-- Given problem --
Please convert the entries below into a two-column CSV with the columns instruction and coordinates. Give one row per entry, put each field in double quotes with its line breaks replaced by spaces, and leave out the pictures.

+++ Provided records +++

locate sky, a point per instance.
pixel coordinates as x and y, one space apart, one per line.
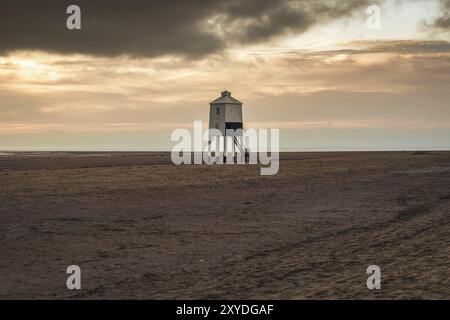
137 70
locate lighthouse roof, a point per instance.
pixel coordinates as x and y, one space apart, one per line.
226 98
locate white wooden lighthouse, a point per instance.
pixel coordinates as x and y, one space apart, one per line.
226 114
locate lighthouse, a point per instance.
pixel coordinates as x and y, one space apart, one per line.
225 115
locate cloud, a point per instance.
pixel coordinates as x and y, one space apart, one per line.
443 22
154 28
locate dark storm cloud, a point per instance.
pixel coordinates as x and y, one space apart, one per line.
158 27
443 22
392 46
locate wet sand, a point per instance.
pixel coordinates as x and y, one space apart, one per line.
141 227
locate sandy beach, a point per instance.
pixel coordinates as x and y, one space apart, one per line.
140 227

+++

-- The response --
instruction,coordinates
"locate sky, a point per instance. pixel coordinates as x and y, one space apart, one per line.","137 70"
"locate lighthouse roof, a point per instance. pixel coordinates as x and y, one space apart, one per line.","226 98"
"locate white wooden lighthouse, a point per instance. pixel coordinates as x and y, one space apart, one per line.","226 114"
"locate lighthouse, a point per instance. pixel coordinates as x and y, one space apart, one per line.","225 115"
"locate cloud, a point per instance. pixel coordinates as x and y, one space apart, one per line.","443 22 154 28"
"locate dark storm cloud, a point per instance. pixel coordinates as x and y, one space apart, one per line.","158 27 443 22 392 46"
"locate wet sand, a point per instance. pixel coordinates as x and y, one space apart, one per line.","141 227"
"locate sandy beach, a point per instance. pixel coordinates as x and y, one space apart, one per line.","140 227"